**TESTO FORNITO**
───

Revocazione delle sentenze della Corte per errore di fatto

16 Giugno 2017

L'errore di fatto previsto dall'art. 395, numero 4, c.p.c., idoneo a costituire motivo di revocazione, consiste nell'affermazione o supposizione dell'esistenza o inesistenza di un fatto la cui verità risulti invece in modo indiscutibile esclusa o accertata in base al tenore degli atti e documenti di causa.
Massima

L'errore di fatto previsto dall'art. 395, numero 4, c.p.c., idoneo a costituire motivo di revocazione, consiste nell'affermazione o supposizione dell'esistenza o inesistenza di un fatto la cui verità risulti invece in modo indiscutibile esclusa o accertata in base al tenore degli atti e documenti di causa; esso si configura quindi come una falsa percezione della realtà, come una svista obiettivamente e immediatamente rilevabile, la quale abbia portato ad affermare o supporre l'esistenza di un fatto decisivo incontestabilmente escluso dagli atti e documenti, ovvero l'inesistenza di un fatto decisivo che dagli atti o documenti stessi risulti positivamente accertato, e pertanto consiste in un errore meramente percettivo che in nessun modo coinvolga l'attività valutativa del giudice di situazioni processuali esattamente percepite nella loro oggettività.

───

**RECORD FORNITI**

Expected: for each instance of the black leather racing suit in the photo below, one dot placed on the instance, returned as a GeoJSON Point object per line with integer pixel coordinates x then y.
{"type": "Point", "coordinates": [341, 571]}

───

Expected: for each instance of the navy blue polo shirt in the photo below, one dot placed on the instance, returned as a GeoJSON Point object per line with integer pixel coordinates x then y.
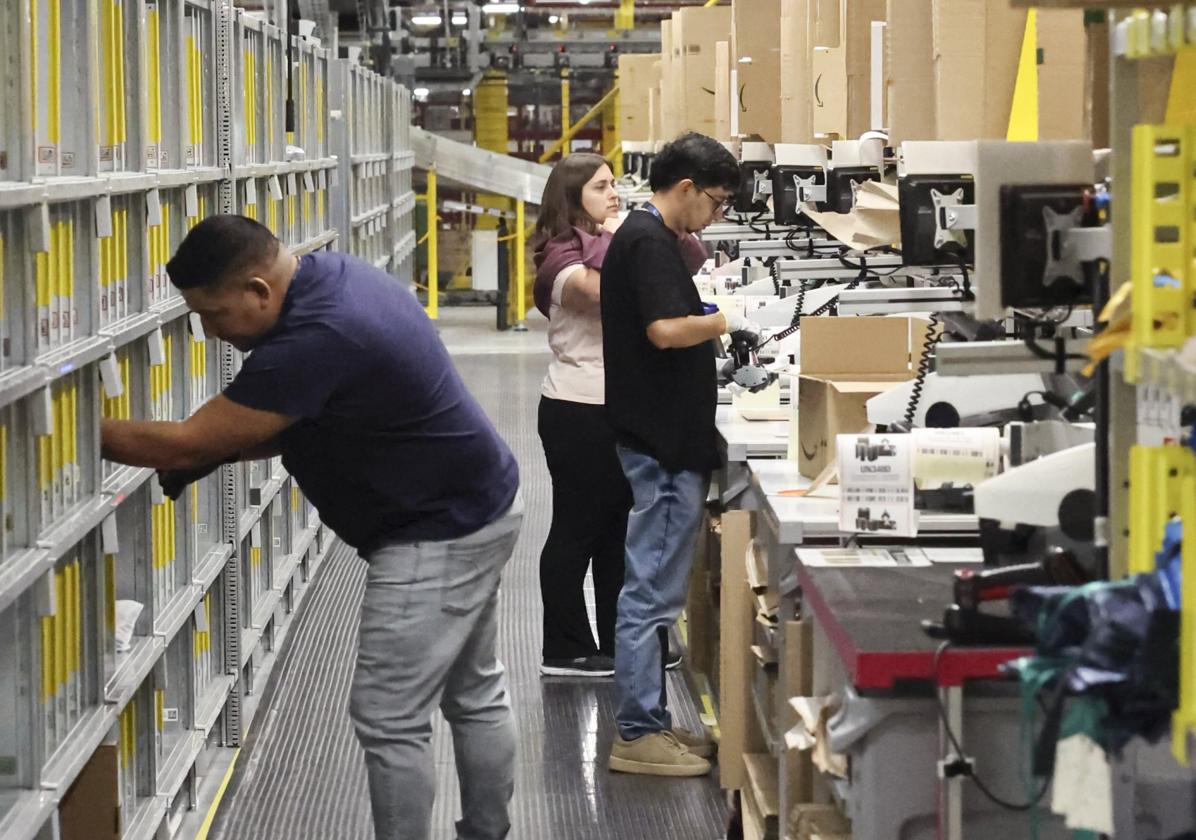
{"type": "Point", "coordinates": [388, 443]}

───

Ricopia per intero il testo sulla revocazione delle sentenze per errore di fatto, senza alcuna modifica. I record non servono per svolgere il compito.

**RISULTATO CORRETTO**
Revocazione delle sentenze della Corte per errore di fatto

16 Giugno 2017

L'errore di fatto previsto dall'art. 395, numero 4, c.p.c., idoneo a costituire motivo di revocazione, consiste nell'affermazione o supposizione dell'esistenza o inesistenza di un fatto la cui verità risulti invece in modo indiscutibile esclusa o accertata in base al tenore degli atti e documenti di causa.
Massima

L'errore di fatto previsto dall'art. 395, numero 4, c.p.c., idoneo a costituire motivo di revocazione, consiste nell'affermazione o supposizione dell'esistenza o inesistenza di un fatto la cui verità risulti invece in modo indiscutibile esclusa o accertata in base al tenore degli atti e documenti di causa; esso si configura quindi come una falsa percezione della realtà, come una svista obiettivamente e immediatamente rilevabile, la quale abbia portato ad affermare o supporre l'esistenza di un fatto decisivo incontestabilmente escluso dagli atti e documenti, ovvero l'inesistenza di un fatto decisivo che dagli atti o documenti stessi risulti positivamente accertato, e pertanto consiste in un errore meramente percettivo che in nessun modo coinvolga l'attività valutativa del giudice di situazioni processuali esattamente percepite nella loro oggettività.